:: Objective ::
Convert every line of the material below into a JSON list of strings, one string per line, leaving out blank lines.

:: Supplied records ::
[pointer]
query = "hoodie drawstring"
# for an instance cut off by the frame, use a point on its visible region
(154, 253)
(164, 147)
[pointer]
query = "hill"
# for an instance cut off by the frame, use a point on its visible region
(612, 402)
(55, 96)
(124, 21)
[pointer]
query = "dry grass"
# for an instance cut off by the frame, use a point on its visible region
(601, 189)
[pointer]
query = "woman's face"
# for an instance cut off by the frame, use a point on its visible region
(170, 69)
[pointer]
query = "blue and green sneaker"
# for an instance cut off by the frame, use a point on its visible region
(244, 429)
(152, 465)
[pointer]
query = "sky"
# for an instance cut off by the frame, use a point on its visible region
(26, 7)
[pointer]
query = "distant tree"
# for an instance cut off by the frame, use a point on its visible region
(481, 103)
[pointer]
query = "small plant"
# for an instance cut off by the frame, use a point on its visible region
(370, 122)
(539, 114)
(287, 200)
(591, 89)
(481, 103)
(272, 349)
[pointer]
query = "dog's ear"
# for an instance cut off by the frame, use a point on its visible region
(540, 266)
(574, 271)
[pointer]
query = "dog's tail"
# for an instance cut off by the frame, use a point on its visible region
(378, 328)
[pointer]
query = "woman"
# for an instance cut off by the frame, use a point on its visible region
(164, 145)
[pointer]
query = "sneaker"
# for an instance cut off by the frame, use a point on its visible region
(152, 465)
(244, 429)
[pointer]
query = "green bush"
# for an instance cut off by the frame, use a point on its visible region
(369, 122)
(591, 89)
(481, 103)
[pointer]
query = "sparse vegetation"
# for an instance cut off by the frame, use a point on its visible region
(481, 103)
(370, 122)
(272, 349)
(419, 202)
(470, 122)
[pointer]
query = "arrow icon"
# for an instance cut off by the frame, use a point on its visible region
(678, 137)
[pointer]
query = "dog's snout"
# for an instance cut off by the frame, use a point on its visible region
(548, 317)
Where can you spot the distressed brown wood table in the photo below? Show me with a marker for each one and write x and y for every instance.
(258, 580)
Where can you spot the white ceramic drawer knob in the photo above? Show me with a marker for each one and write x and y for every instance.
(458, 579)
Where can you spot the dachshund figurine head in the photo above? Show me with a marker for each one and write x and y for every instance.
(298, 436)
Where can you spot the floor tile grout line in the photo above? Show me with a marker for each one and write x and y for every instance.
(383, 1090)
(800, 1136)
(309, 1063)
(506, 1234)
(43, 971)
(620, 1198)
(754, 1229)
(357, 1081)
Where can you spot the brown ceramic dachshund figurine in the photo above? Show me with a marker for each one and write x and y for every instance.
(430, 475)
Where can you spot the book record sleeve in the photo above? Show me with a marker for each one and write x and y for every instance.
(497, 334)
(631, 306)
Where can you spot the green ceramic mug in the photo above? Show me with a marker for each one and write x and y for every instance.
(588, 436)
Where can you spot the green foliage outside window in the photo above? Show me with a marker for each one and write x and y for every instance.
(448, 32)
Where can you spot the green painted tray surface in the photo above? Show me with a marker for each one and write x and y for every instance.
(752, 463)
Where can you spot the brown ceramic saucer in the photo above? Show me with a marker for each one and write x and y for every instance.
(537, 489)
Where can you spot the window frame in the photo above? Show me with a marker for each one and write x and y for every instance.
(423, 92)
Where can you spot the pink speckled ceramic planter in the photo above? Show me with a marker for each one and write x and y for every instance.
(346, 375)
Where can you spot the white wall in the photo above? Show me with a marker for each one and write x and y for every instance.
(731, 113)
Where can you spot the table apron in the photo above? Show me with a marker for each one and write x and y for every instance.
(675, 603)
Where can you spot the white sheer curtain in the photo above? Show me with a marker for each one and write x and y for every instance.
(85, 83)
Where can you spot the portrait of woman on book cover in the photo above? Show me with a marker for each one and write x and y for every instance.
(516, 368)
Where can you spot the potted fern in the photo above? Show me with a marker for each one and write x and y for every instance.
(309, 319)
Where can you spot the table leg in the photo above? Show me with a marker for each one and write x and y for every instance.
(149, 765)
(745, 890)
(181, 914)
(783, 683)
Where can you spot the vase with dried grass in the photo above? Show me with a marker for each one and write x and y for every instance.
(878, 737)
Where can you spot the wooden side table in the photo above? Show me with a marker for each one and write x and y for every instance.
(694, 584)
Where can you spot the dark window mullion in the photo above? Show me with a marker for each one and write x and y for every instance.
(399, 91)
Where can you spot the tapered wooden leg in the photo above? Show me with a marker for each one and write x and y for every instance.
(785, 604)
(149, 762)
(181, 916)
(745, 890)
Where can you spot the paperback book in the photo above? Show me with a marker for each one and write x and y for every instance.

:: Solution ::
[
  "[pointer]",
  "query = \"hoodie drawstring\"",
  "# for an instance cut off by the frame, use a point on its visible region",
  "(154, 253)",
  "(164, 147)",
  "[pointer]",
  "query = \"hill\"",
  "# for an instance cut off by the frame, use a point on its visible region",
  "(612, 402)",
  "(55, 96)",
  "(124, 21)",
  "[pointer]",
  "query = \"dry grass\"",
  "# for an instance cut off by the frame, use a point on its visible region",
  "(601, 189)",
  "[pointer]",
  "query = \"woman's face\"",
  "# for an instance cut off by the frame, use a point on its visible region",
  "(170, 69)",
  "[pointer]",
  "query = \"blue and green sneaker\"",
  "# for an instance cut off by the frame, use a point on its visible region",
  "(244, 429)",
  "(152, 465)",
  "[pointer]",
  "query = \"sky\"",
  "# for an instance cut off by the frame, use a point on its visible region",
  "(26, 7)",
  "[pointer]",
  "query = \"distant tree\"",
  "# for an instance cut off by the frame, use a point on its visible region",
  "(481, 103)",
  "[pointer]",
  "query = \"small plant\"",
  "# for an instance cut off by the frame, use a point on its visible region",
  "(370, 122)",
  "(539, 114)",
  "(287, 200)",
  "(591, 89)",
  "(481, 103)",
  "(272, 349)",
  "[pointer]",
  "query = \"dog's ear\"",
  "# for an instance cut off by the frame, use a point on its visible region",
  "(540, 266)",
  "(574, 271)",
  "[pointer]",
  "query = \"dog's tail\"",
  "# for an instance cut off by the frame, use a point on its visible region",
  "(378, 328)",
  "[pointer]",
  "query = \"woman\"",
  "# for an instance cut off by the frame, use a point on its visible region",
  "(164, 145)",
  "[pointer]",
  "query = \"sneaker\"",
  "# for an instance cut off by the frame, use a point on its visible region",
  "(152, 465)",
  "(244, 429)",
  "[pointer]",
  "query = \"green bush\"",
  "# for an instance cut off by the frame, use a point on its visible region",
  "(369, 122)",
  "(591, 89)",
  "(481, 103)",
  "[pointer]",
  "query = \"sparse vegetation\"",
  "# for an instance cut off by the frame, use a point on its visible region",
  "(481, 103)",
  "(370, 122)",
  "(272, 349)",
  "(419, 202)",
  "(470, 122)",
  "[pointer]",
  "query = \"arrow icon\"",
  "# for an instance cut off by the frame, use a point on its visible region",
  "(678, 137)",
  "[pointer]",
  "query = \"dog's snout\"",
  "# for an instance cut off by the frame, use a point on its visible region",
  "(548, 317)",
  "Where can you spot the distressed brown wood table in the photo below? Show me with a marker for each one and write x and y for every instance.",
  "(258, 580)",
  "Where can you spot the white ceramic drawer knob in the photo above? Show me with a marker for each one and write x and y for every instance.",
  "(458, 579)",
  "Where can you spot the dachshund figurine head in the photo above? Show me with a marker for each one and write x and y for every instance.",
  "(298, 436)",
  "Where can you spot the floor tile grout line in the photo above? Show me with a marker for each one and write x and y for every instance.",
  "(383, 1090)",
  "(800, 1136)",
  "(309, 1063)",
  "(506, 1234)",
  "(43, 971)",
  "(620, 1198)",
  "(754, 1229)",
  "(357, 1081)",
  "Where can you spot the brown ceramic dachshund figurine in the photo above? Show me with a marker for each one and write x and y for every instance.",
  "(430, 475)",
  "Where can you spot the book record sleeve in the photo above? Show me with a marker for each one and write x and y for every instance.",
  "(497, 334)",
  "(631, 306)",
  "Where can you spot the green ceramic mug in the photo above? Show me with a marker for each one and write x and y for every instance.",
  "(588, 436)",
  "Where can you spot the green foliage outside window in the photo above? Show me with a marker for each one and write x and y for every instance.",
  "(448, 32)",
  "Where can you spot the green painted tray surface in the photo above? Show me with a marker for each one and write x and y for every instance.",
  "(752, 463)",
  "Where can you spot the brown ceramic saucer in the photo above? Show me with a marker for each one and write x and y for every instance.",
  "(537, 489)",
  "Where can you spot the window frame in the photo above? Show me with a marker for each one and write x and y for every instance.",
  "(423, 92)",
  "Where can you spot the pink speckled ceramic planter in the photo above? Show me with a marker for each one and write x and y for every instance.",
  "(346, 375)",
  "Where can you spot the white wall in the photo above? Show me with a marker for each one and write x and y for every instance.",
  "(731, 113)",
  "Where can you spot the table apron in the photo above? Show me with a marker for each one and write x and y for every instance.",
  "(675, 603)",
  "Where can you spot the white sheer curtain in the photo above? Show me with a marker for each one and write x and y for every instance.",
  "(85, 83)",
  "Where can you spot the portrait of woman on book cover in the photo above? Show me with a marker for each one and write x and y for every instance.",
  "(516, 368)",
  "Where can you spot the potted fern in the photo above? Show me with a marker for each one and write x and y for every instance.",
  "(309, 319)",
  "Where can you spot the table leg in the photo above? Show me with a marker for each one and write x and y for every instance.",
  "(149, 765)",
  "(745, 890)",
  "(181, 914)",
  "(783, 683)",
  "Where can you spot the vase with dried grass in the photo above? Show me with a marker for each one and write x and y for every instance.",
  "(878, 737)",
  "Where can you spot the wooden side table in the photo above? Show me with a marker for each one and write x and y for every instance.",
  "(694, 584)",
  "Where can you spot the dark window mullion in the photo above? Show me with a marker for each one and write x and y for every instance.",
  "(399, 91)",
  "Where can you spot the tapered wooden leg in the photo above? Show me with a marker for each one and write x and y for every instance.",
  "(785, 604)",
  "(149, 762)",
  "(181, 916)",
  "(745, 890)",
  "Where can you spot the paperback book in the photo above? Show me with a marker for each one and write x and y for every instance."
]